**SUPPLIED RECORDS**
--- begin ---

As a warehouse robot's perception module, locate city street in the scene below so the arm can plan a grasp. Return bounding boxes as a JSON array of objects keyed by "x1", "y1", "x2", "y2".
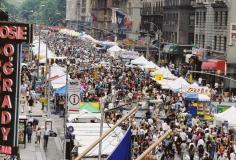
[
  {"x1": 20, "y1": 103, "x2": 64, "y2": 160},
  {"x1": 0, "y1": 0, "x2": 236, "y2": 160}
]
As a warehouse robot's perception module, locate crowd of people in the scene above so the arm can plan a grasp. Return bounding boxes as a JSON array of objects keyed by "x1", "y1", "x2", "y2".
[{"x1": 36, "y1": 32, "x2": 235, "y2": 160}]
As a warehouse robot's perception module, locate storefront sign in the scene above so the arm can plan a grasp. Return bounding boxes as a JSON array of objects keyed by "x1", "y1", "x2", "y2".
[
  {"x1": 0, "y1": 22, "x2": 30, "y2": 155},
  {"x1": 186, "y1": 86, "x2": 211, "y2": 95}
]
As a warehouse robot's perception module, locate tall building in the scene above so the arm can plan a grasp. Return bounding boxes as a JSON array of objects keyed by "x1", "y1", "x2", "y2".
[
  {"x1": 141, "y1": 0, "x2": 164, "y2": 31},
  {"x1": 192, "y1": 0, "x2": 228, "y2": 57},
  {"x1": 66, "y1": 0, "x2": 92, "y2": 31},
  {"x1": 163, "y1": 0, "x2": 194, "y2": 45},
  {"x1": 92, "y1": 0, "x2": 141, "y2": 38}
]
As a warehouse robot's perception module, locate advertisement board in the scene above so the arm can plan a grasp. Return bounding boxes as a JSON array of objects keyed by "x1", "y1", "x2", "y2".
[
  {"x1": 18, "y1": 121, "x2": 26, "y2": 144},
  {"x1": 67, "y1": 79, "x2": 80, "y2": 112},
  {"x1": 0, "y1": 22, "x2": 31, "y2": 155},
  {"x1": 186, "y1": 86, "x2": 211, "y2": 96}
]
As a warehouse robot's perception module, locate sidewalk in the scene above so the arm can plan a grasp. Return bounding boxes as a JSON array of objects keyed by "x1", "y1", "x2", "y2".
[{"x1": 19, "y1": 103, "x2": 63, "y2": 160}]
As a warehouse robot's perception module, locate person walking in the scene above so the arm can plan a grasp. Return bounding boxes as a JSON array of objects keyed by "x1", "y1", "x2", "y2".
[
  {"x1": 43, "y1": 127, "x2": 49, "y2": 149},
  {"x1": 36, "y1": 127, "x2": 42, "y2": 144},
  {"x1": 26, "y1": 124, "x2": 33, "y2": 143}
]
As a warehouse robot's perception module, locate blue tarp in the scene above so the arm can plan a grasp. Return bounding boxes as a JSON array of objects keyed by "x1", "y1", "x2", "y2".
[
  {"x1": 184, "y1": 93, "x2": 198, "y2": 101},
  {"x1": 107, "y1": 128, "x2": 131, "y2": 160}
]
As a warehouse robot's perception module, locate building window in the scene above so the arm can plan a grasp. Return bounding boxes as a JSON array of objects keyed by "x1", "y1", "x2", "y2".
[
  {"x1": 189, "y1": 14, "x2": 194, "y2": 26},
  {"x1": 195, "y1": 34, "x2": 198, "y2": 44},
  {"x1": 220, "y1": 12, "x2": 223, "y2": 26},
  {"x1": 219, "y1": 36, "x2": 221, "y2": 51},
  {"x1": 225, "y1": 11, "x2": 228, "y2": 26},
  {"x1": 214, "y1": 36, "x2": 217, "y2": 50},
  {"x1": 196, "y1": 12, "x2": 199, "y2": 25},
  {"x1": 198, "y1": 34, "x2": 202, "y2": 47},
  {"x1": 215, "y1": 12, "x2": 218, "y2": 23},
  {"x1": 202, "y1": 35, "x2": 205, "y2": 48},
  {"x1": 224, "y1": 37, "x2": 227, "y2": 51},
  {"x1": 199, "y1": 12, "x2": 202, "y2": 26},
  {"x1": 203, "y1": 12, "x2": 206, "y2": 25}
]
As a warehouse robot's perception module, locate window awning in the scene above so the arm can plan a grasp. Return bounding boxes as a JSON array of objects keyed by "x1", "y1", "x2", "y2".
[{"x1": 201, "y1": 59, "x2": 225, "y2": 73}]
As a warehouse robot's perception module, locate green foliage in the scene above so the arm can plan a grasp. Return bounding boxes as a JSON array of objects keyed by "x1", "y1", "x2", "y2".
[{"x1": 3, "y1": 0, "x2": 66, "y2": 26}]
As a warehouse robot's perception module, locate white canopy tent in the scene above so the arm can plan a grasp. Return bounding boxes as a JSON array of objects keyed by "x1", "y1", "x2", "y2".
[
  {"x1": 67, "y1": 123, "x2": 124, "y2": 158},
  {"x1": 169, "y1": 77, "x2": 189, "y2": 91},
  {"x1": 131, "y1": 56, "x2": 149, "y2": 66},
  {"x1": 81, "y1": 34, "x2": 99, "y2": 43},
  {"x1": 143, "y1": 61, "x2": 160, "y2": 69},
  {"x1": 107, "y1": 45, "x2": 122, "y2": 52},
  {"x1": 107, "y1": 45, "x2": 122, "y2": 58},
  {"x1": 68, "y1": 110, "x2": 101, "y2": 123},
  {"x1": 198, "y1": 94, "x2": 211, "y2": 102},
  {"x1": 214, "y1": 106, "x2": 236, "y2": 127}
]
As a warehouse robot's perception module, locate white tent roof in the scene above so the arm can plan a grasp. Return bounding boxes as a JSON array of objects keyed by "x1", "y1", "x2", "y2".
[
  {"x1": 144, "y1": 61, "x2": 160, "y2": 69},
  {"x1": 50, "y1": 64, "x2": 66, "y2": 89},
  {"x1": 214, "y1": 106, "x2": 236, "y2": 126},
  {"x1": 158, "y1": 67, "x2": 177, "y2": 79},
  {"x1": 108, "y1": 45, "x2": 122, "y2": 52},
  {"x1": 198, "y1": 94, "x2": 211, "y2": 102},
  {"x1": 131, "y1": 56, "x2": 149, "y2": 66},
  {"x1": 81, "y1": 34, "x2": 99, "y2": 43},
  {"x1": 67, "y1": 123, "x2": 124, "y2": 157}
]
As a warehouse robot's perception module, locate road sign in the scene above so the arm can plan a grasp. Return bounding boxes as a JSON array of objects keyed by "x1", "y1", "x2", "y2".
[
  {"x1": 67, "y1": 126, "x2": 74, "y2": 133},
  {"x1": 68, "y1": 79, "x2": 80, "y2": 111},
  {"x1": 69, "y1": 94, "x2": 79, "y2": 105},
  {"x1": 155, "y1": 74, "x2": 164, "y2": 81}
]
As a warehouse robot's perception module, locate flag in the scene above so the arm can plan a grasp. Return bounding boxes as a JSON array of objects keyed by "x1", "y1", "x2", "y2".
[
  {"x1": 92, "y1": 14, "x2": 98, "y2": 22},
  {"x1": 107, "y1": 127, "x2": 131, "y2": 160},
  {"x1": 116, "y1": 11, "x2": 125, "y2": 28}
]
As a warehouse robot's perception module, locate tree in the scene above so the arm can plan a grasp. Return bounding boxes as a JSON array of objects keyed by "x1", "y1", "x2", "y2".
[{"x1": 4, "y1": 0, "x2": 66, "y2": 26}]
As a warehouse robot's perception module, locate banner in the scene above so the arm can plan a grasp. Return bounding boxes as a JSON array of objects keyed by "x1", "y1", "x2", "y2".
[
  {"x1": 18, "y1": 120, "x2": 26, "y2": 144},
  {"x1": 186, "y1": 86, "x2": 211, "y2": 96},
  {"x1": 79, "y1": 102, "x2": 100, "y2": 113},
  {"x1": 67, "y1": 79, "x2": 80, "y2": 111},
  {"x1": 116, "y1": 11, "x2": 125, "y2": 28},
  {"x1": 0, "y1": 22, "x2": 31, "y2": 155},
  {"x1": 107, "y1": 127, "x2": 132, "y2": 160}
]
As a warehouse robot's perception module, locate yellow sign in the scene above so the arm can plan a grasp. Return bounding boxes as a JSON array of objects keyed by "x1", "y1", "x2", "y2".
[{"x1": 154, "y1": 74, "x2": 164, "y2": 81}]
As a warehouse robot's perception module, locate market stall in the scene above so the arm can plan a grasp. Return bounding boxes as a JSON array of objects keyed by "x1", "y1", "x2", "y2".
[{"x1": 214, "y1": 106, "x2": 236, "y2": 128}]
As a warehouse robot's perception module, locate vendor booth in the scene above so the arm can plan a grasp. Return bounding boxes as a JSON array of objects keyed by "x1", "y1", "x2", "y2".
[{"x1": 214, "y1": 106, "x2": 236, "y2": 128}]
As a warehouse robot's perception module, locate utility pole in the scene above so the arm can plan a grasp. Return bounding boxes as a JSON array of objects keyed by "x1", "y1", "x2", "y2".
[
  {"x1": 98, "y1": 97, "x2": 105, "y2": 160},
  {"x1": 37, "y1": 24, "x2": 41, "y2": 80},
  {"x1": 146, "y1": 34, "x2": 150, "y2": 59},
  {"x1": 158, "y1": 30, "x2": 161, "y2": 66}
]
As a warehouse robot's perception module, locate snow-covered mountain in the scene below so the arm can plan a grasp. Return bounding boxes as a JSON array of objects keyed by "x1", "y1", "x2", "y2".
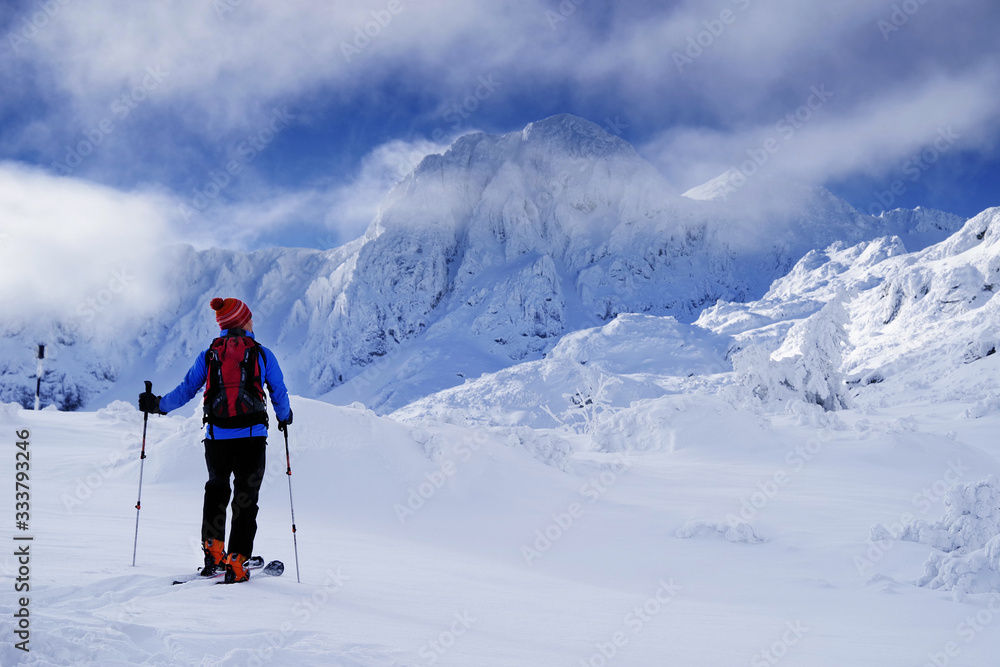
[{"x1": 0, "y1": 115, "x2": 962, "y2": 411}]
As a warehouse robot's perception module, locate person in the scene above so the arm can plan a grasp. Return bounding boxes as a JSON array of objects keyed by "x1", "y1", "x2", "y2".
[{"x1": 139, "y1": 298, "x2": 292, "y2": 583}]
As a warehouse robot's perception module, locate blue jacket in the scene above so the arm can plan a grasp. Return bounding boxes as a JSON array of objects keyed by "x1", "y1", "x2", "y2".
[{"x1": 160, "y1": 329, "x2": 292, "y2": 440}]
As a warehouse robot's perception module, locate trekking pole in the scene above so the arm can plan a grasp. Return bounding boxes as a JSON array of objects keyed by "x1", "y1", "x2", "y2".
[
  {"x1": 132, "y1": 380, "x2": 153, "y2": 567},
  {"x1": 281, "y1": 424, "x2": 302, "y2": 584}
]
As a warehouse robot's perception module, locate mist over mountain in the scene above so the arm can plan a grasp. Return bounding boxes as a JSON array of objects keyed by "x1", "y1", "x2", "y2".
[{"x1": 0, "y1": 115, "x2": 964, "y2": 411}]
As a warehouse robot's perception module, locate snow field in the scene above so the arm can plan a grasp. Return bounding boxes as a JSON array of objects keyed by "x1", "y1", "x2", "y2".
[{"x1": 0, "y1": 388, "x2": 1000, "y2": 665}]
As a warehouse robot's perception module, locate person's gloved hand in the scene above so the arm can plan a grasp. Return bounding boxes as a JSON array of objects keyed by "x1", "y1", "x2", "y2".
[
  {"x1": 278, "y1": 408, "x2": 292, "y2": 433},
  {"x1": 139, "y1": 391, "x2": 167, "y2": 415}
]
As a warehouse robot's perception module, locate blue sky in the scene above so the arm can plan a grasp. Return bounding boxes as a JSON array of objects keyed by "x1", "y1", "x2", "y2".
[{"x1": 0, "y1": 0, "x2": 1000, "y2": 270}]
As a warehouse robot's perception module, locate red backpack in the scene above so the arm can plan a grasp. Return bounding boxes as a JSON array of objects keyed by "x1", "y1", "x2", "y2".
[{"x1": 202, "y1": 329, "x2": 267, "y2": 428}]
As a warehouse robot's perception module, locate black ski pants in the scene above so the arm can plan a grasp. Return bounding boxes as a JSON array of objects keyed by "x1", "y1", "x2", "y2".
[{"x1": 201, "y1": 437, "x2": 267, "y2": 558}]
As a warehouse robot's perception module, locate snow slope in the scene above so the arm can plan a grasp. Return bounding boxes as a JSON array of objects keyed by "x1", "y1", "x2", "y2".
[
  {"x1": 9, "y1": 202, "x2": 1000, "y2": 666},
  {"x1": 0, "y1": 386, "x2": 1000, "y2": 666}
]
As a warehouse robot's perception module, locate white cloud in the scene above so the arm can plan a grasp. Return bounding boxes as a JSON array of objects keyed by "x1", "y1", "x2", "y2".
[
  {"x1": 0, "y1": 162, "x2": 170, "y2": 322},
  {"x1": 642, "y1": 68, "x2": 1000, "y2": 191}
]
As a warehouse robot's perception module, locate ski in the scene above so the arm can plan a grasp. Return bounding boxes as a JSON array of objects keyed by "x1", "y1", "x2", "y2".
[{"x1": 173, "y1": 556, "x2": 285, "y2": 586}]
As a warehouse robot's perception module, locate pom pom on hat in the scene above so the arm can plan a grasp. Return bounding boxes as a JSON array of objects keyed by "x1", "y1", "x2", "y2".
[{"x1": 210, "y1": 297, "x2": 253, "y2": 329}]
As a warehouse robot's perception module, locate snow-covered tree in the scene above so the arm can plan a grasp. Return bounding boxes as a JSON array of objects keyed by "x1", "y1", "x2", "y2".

--- end ---

**SHORT TASK**
Extract every line of the records that contains the word "blue", treating uppercase and lowercase as distinct.

**ANSWER FOR THE TASK**
As a warehouse robot's perception module, locate blue tarp in the scene above so the arm can plan a grasp. Return bounding boxes as a JSON array of objects keyed by "x1", "y1", "x2", "y2".
As a warehouse robot's perception module, locate blue jacket in the scene above so the arm can plan a grasp. Return bounding boxes as a JSON array of objects keyed by "x1", "y1", "x2", "y2".
As a warehouse robot's perception module, locate blue sky in the scene above so the arm can plan a grasp. Return bounding boxes as a JSON array of objects keyed by "x1", "y1", "x2", "y2".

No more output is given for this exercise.